### Task details
Repeat the listing word for word. No pictures belong in the copy.

Records of labeled points:
╭──

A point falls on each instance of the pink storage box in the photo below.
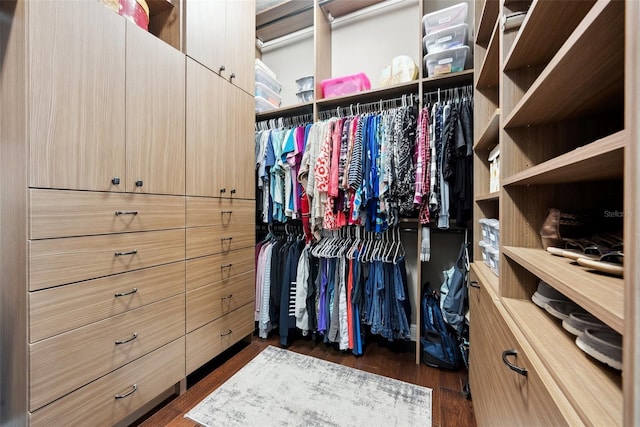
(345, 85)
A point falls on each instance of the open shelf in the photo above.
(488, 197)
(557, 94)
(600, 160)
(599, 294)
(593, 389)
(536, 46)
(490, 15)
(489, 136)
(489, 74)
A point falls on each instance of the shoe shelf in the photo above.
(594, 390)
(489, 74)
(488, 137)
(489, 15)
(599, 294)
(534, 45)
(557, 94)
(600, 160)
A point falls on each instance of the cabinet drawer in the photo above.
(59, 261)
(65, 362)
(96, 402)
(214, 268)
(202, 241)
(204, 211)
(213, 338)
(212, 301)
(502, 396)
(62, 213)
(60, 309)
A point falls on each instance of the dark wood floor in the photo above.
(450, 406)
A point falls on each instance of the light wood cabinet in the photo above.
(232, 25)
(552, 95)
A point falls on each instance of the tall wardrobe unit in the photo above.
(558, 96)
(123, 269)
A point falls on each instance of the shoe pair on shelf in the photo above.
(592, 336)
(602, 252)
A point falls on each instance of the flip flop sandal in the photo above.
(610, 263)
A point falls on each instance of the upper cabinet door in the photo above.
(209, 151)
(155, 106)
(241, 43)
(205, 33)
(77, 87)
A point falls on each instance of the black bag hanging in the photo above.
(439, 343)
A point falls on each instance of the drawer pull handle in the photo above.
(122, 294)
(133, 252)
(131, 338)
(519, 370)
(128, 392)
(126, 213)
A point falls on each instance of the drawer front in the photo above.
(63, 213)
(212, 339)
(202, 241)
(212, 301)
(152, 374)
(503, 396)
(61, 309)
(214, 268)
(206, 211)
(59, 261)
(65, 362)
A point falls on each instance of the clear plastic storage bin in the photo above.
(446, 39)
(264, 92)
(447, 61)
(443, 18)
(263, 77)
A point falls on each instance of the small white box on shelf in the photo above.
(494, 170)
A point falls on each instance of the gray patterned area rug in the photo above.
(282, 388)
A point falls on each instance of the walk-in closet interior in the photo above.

╰──

### Task answer
A point falls on each instance of the pink storage box in the photo below.
(345, 85)
A point falls on each instance of the open shelf in the photo above.
(488, 197)
(557, 94)
(600, 160)
(599, 294)
(593, 389)
(536, 46)
(490, 15)
(489, 136)
(489, 74)
A point falls on each instance of the shoe shelf in the photo above.
(594, 390)
(489, 74)
(488, 137)
(489, 15)
(599, 294)
(534, 45)
(557, 94)
(600, 160)
A point falls on each instance of the cabinet drawer in the photo above.
(59, 261)
(65, 362)
(96, 402)
(214, 268)
(202, 241)
(204, 211)
(213, 338)
(212, 301)
(502, 396)
(62, 213)
(60, 309)
A point falls on each instance of the dark wood floor in the photo above.
(450, 406)
A point falls on each instance of the light wood cabinet in the photo above.
(232, 25)
(552, 95)
A point falls on each instance of the tall wardrobe unit in the photo above.
(558, 96)
(123, 269)
A point falls on each instance of the shoe pair on shelf in the photo above.
(592, 336)
(602, 252)
A point falls on each instance of the flip flop sandal in the photo above.
(610, 263)
A point falls on each instance of the upper cabinet door in the photo above.
(209, 151)
(155, 106)
(241, 43)
(205, 33)
(77, 87)
A point falls on each instance of the black bag hanging in the photo above.
(439, 343)
A point falls on each instance of the drawer pull handle in the photo above.
(122, 294)
(133, 252)
(131, 338)
(519, 370)
(128, 392)
(126, 213)
A point falls on each instance of the drawer front in the photo above.
(63, 213)
(212, 339)
(202, 241)
(212, 301)
(152, 374)
(503, 396)
(61, 309)
(214, 268)
(206, 211)
(59, 261)
(65, 362)
A point falls on each instance of the clear plastic storage bin in the photo above.
(446, 39)
(264, 92)
(447, 61)
(443, 18)
(263, 77)
A point falls on each instance of the small white box on shelf in the photo above.
(494, 170)
A point falls on each instance of the gray patterned area rug in the photo above.
(282, 388)
A point falls on each instance of the walk-in closet interior in the photo above.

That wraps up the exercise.